= Work item =
An exact reproduction of the records is required, with all images left out.

= Source data =
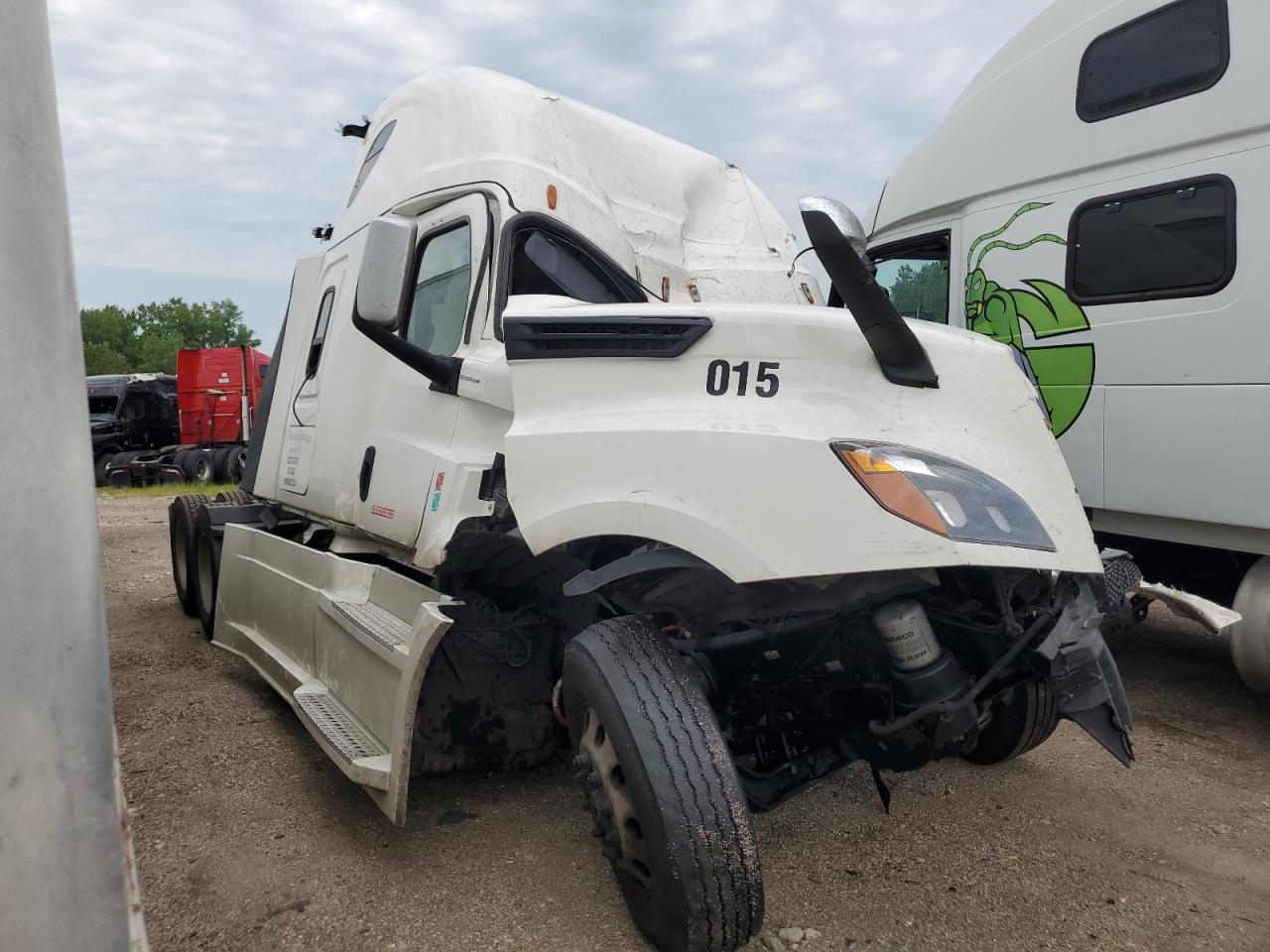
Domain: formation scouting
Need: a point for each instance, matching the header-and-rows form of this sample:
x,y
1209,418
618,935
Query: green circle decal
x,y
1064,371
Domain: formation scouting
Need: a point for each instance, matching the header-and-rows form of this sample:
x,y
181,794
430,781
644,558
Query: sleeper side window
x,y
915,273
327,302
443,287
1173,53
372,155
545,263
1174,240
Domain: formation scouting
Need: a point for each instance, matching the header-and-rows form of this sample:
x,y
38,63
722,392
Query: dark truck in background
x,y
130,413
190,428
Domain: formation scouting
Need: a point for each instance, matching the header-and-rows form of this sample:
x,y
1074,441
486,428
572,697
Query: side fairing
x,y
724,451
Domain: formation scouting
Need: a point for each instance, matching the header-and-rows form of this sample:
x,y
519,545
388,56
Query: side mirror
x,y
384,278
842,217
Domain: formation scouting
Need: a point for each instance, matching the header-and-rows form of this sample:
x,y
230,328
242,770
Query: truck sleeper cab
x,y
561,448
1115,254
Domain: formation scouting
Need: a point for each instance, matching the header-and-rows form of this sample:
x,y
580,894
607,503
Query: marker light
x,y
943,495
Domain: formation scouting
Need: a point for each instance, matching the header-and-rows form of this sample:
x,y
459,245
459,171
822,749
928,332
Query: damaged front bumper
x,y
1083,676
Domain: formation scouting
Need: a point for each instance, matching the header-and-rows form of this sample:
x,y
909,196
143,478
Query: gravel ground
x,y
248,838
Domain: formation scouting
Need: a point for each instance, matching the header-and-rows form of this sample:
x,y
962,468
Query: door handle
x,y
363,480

= Solution to this exercise =
Domain: formation scouting
Need: a point for each instance, matching the header-and-rows form of this sample:
x,y
1209,418
618,935
Query: green circle decal
x,y
1064,371
Domain: formation scouting
Need: a point for each instance, matching the header-and-rows form of this sample:
x,y
181,794
430,781
644,558
Query: sleeper side window
x,y
915,273
327,302
443,287
1173,53
372,155
545,263
1174,240
Domain: formation scouting
Need: a point for each instance, matching the header-and-rows form of this sample:
x,y
38,63
722,392
Query: dark truck in background
x,y
130,413
190,428
Domain: formation scouting
Need: a point for each instance, matching the header-and-rows form of this sample:
x,y
1074,441
486,428
572,697
Query: side fairing
x,y
724,451
Domain: formation scouting
Need: a point for each instance, matching the header-and-rows form of this sample:
x,y
519,545
388,56
Query: side mirror
x,y
384,278
842,217
Domain: formation scouting
Need: a point for each instance, matching the header-and-rows form of this sample:
x,y
230,328
242,770
Query: truck sleeper cab
x,y
561,448
1115,254
Domain: formation scouting
Need: a point for each instance, matching the header-and-rows form of this sample:
x,y
580,894
607,503
Query: marker light
x,y
943,495
Domain: formation scouting
Need: a point for each instance, matching the header-and-rows form of this sample:
x,y
459,245
459,171
822,749
928,332
Query: damaged front bumper
x,y
1083,676
Domain: formation scouting
Need: a point for each instance, matching the header-and-rows form of this sample:
x,y
909,196
143,478
Query: gravel ground
x,y
248,838
Domain: formation scouting
Need: a point for each instance, matching the header-and-rows form of this sample:
x,y
962,468
Query: door handle
x,y
363,480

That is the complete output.